* [Task to complete]:
Write out the whole listing again so that each line matches the original.

*****

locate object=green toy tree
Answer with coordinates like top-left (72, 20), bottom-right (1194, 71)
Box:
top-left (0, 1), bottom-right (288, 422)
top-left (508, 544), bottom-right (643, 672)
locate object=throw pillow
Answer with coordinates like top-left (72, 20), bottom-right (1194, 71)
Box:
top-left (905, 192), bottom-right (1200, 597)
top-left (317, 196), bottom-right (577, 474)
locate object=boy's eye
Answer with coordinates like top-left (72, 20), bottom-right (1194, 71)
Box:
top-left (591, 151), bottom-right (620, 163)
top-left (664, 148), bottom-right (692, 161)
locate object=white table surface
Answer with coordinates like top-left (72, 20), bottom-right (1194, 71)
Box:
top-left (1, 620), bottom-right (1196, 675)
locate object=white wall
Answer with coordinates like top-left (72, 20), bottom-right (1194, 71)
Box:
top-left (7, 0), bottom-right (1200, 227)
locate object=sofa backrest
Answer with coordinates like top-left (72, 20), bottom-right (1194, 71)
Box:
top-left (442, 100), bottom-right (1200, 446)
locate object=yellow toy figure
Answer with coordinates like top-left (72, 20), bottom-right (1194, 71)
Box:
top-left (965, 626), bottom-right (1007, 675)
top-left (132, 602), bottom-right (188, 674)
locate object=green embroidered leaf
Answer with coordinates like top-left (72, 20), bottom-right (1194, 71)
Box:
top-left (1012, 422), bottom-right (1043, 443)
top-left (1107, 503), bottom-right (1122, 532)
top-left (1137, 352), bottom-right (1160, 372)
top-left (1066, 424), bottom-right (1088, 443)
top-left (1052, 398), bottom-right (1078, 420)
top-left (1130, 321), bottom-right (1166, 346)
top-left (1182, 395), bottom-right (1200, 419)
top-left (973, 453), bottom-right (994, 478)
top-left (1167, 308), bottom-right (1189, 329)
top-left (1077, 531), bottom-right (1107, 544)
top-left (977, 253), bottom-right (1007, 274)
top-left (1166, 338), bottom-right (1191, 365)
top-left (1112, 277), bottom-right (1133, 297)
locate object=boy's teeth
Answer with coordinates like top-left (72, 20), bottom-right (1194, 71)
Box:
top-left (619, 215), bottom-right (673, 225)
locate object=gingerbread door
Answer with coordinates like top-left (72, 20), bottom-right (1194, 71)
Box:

*****

* [Exercise answer]:
locate object=green toy tree
Answer with coordinates like top-left (72, 20), bottom-right (1194, 71)
Box:
top-left (0, 1), bottom-right (288, 422)
top-left (508, 544), bottom-right (643, 672)
locate object=throw pillow
Answer with coordinates like top-left (72, 20), bottom-right (1194, 71)
Box:
top-left (905, 192), bottom-right (1200, 597)
top-left (317, 196), bottom-right (577, 474)
locate object=boy's eye
Answer with coordinates like top-left (72, 20), bottom-right (1194, 71)
Box:
top-left (591, 151), bottom-right (620, 163)
top-left (664, 148), bottom-right (692, 161)
locate object=white table surface
Answer with coordinates like top-left (72, 20), bottom-right (1194, 71)
Box:
top-left (1, 620), bottom-right (1196, 675)
locate object=white wall
Answer with coordinates like top-left (72, 20), bottom-right (1194, 71)
Box:
top-left (7, 0), bottom-right (1200, 227)
locate object=sofa backrest
Answer with coordinates like top-left (72, 20), bottom-right (1194, 71)
Box:
top-left (442, 100), bottom-right (1200, 446)
locate object=yellow toy figure
Answer with coordinates like top-left (72, 20), bottom-right (1194, 71)
Box:
top-left (965, 626), bottom-right (1007, 675)
top-left (132, 602), bottom-right (188, 674)
locate object=green embroidered leaf
Answer with coordinates like top-left (72, 20), bottom-right (1194, 71)
Box:
top-left (1012, 422), bottom-right (1043, 443)
top-left (1107, 503), bottom-right (1122, 532)
top-left (1137, 352), bottom-right (1160, 372)
top-left (1066, 424), bottom-right (1088, 443)
top-left (1052, 398), bottom-right (1078, 420)
top-left (1130, 321), bottom-right (1166, 346)
top-left (1182, 395), bottom-right (1200, 419)
top-left (973, 453), bottom-right (994, 478)
top-left (1167, 308), bottom-right (1189, 329)
top-left (1077, 531), bottom-right (1107, 544)
top-left (977, 253), bottom-right (1007, 274)
top-left (1166, 338), bottom-right (1191, 365)
top-left (1112, 277), bottom-right (1133, 297)
locate object=boy's teeth
Answer with coordinates like top-left (72, 20), bottom-right (1194, 71)
Box:
top-left (619, 215), bottom-right (673, 225)
locate object=gingerbread door
Answer with coordinates like top-left (72, 20), bottom-right (1194, 71)
Box:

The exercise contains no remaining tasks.